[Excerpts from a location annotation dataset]
::::::::::
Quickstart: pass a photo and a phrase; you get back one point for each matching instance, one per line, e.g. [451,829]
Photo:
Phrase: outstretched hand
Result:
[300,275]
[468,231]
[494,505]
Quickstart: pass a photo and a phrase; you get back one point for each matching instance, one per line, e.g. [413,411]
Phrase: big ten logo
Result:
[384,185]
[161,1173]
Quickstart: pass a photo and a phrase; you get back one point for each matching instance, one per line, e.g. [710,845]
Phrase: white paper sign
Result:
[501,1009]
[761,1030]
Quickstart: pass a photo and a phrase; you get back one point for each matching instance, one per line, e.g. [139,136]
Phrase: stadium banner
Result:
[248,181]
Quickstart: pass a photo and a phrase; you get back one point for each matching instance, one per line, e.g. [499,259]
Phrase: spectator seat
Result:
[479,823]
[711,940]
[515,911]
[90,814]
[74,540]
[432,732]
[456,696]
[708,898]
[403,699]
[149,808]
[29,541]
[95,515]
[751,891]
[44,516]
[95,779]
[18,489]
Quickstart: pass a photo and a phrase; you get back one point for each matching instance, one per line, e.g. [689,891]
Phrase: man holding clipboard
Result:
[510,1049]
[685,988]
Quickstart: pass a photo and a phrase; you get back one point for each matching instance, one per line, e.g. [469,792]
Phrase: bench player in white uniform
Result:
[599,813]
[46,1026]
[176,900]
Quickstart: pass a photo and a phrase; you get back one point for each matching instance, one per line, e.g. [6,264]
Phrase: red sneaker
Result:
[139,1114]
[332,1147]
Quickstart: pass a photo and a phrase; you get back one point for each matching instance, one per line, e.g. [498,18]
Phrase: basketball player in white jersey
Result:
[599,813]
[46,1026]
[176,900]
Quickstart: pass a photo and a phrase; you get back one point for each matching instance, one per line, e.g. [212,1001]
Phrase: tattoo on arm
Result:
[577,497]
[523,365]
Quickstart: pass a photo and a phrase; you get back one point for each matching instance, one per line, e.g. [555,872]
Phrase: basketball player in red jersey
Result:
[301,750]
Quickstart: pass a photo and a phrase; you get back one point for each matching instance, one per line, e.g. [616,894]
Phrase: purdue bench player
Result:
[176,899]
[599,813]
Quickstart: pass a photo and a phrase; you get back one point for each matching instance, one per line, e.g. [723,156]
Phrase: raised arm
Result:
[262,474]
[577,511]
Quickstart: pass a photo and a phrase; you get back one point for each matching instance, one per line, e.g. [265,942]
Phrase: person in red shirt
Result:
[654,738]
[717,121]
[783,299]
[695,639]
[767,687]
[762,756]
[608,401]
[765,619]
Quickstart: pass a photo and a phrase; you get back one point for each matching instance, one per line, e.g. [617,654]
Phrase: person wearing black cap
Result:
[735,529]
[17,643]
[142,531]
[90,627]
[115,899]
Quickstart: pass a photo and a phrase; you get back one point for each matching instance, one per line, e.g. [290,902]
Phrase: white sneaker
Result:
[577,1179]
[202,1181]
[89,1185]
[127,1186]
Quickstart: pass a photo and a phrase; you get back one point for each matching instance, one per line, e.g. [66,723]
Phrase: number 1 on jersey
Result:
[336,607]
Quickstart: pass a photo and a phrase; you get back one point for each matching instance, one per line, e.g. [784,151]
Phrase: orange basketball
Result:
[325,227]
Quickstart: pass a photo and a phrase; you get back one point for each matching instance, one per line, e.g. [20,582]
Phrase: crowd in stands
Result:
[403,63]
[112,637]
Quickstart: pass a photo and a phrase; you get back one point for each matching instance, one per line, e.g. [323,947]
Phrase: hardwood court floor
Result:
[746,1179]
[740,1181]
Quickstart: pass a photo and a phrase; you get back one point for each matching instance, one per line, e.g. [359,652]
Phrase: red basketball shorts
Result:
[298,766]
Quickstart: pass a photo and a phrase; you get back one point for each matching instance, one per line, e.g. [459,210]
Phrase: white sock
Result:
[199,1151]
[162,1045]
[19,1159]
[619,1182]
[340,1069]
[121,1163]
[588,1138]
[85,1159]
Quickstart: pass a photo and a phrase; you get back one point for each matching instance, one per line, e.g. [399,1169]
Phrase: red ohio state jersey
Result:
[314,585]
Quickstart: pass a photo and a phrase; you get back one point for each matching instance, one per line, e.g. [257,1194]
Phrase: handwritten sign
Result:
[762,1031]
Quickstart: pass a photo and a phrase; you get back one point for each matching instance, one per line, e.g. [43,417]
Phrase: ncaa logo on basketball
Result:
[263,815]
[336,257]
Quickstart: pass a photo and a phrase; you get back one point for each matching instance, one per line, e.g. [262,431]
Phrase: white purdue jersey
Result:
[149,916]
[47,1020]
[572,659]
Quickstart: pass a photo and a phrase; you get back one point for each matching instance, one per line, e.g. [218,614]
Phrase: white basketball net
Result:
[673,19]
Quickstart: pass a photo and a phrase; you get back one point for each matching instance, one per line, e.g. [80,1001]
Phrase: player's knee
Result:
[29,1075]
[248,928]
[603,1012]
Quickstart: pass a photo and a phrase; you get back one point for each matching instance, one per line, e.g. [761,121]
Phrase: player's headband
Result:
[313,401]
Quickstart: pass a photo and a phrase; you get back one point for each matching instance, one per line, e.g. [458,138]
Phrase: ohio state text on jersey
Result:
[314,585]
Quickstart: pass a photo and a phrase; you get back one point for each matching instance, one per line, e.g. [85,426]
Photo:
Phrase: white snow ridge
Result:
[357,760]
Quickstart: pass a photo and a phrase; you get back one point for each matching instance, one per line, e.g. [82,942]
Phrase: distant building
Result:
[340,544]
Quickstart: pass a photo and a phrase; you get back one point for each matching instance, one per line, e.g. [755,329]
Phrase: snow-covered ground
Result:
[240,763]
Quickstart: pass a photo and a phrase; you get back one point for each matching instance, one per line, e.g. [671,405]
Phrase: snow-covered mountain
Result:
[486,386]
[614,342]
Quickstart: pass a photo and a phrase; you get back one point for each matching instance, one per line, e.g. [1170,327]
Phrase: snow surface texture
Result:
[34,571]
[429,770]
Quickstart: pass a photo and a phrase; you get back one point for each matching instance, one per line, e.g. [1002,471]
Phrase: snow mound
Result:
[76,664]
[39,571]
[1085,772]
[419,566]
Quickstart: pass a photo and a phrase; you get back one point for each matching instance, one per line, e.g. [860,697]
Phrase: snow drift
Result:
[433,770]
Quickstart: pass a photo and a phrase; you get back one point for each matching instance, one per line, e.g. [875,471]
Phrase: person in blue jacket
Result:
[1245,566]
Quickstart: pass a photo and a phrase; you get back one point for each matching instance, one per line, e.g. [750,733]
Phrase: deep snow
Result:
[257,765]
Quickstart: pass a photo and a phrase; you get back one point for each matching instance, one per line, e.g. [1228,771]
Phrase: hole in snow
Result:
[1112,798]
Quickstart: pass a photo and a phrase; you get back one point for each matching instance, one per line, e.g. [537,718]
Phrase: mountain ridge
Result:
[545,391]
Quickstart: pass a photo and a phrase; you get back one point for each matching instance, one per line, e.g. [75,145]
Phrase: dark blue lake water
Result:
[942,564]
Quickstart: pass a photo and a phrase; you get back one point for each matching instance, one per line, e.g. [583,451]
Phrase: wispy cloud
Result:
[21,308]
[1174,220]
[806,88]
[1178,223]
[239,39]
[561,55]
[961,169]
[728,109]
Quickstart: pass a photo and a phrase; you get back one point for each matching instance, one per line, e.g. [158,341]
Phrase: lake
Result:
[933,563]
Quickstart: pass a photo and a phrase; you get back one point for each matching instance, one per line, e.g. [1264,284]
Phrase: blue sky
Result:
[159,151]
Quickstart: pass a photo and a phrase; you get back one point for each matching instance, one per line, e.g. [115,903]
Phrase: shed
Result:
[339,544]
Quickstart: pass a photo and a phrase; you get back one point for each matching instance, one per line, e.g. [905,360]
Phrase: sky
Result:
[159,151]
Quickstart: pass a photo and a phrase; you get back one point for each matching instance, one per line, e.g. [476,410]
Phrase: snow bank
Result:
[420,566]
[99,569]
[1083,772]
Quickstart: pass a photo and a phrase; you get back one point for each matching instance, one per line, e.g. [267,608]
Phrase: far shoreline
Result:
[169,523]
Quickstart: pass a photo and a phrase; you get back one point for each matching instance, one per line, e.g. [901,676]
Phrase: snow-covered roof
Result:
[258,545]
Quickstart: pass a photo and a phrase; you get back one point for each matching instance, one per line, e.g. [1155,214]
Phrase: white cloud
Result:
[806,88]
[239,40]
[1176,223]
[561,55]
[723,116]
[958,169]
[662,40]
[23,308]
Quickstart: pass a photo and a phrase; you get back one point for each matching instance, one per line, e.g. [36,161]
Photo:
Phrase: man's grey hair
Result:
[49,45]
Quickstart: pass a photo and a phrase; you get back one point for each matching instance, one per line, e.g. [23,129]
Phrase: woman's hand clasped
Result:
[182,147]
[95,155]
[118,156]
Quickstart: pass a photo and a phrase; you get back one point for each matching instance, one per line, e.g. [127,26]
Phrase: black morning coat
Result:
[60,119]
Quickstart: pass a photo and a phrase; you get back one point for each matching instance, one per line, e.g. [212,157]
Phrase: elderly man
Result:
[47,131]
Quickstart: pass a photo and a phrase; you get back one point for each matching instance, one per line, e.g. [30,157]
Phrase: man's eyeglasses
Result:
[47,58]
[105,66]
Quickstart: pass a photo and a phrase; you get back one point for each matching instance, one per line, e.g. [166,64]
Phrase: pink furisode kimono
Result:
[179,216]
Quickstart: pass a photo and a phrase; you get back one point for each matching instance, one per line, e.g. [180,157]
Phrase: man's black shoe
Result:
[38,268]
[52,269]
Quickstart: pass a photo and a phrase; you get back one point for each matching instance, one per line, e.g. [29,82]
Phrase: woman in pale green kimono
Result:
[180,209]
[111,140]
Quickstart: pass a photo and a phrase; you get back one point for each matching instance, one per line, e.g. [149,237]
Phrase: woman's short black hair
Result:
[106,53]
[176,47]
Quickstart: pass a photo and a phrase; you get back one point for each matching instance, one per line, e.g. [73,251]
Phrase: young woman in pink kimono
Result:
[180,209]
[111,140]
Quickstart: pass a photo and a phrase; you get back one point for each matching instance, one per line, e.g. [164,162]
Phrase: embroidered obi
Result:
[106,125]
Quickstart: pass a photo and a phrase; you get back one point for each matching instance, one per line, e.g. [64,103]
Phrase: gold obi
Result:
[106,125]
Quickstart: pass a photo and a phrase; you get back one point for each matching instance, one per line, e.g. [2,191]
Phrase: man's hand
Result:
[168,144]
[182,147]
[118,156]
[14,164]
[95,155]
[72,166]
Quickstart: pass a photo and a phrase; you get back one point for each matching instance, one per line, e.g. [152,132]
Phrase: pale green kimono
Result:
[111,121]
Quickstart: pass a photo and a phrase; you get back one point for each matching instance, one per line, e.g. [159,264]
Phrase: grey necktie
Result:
::::::::::
- AIM OF THE EXERCISE
Extract the lines of the items from the line containing "line, e.g. [2,191]" through the end of the items, inclusive, and reproduce them exactly.

- FINAL ANSWER
Quickstart: pass a photo and a phrase; you get back one point for each matching instance, one per line, e.g. [2,191]
Phrase: man's hand
Result:
[168,144]
[182,147]
[118,156]
[14,164]
[95,155]
[72,166]
Quickstart: pass a photo and a phrase; you get back one point for each matching instance, one per line, e.g. [152,132]
Phrase: pale green kimono
Result:
[111,121]
Quickstart: pass a photo and a phrase; you get back one point for each matching instance, one per line, e.g. [159,264]
Phrase: grey necktie
Result:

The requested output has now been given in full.